DistriNet · GJFR · Mar 27, 2025 · Mar 18, 2025 · Mar 27, 2025
diff --git a/bci/browser/binary/binary.py b/bci/browser/binary/binary.py
@@ -102,8 +102,21 @@ def is_available_locally(self):
     def is_available_online(self):
         return self.state.has_online_binary()
 
-    @abstractmethod
     def download_binary(self):
+        if self.is_available_locally():
+            logger.debug(f'Binary for {self.state} was already downloaded ({self.get_bin_path()})')
+        else:
+            binary_urls = self.state.get_online_binary_urls()
+            binary_dst_folder = os.path.dirname(self.get_potential_bin_path())
+            util.download_and_extract(binary_urls, binary_dst_folder)
+        self.configure_binary()
+
+    @abstractmethod
+    def configure_binary(self):
+        """
+        Configures the browser binary.
+        This method is idempotent.

> [Problem details]: Can you quote the code diff above in full, character for character?

(Records)

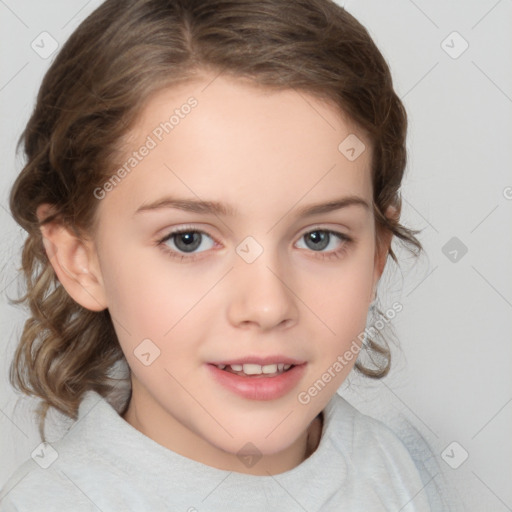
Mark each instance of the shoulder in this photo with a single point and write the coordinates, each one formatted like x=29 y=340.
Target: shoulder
x=63 y=471
x=377 y=460
x=362 y=437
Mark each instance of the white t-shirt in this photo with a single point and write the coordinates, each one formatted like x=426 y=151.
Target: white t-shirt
x=105 y=464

> [Solution to the problem]:
DistriNet · GJFR · Mar 27, 2025 · Mar 18, 2025 · Mar 27, 2025
diff --git a/bci/browser/binary/binary.py b/bci/browser/binary/binary.py
@@ -102,8 +102,21 @@ def is_available_locally(self):
     def is_available_online(self):
         return self.state.has_online_binary()
 
-    @abstractmethod
     def download_binary(self):
+        if self.is_available_locally():
+            logger.debug(f'Binary for {self.state} was already downloaded ({self.get_bin_path()})')
+        else:
+            binary_urls = self.state.get_online_binary_urls()
+            binary_dst_folder = os.path.dirname(self.get_potential_bin_path())
+            util.download_and_extract(binary_urls, binary_dst_folder)
+        self.configure_binary()
+
+    @abstractmethod
+    def configure_binary(self):
+        """
+        Configures the browser binary.
+        This method is idempotent.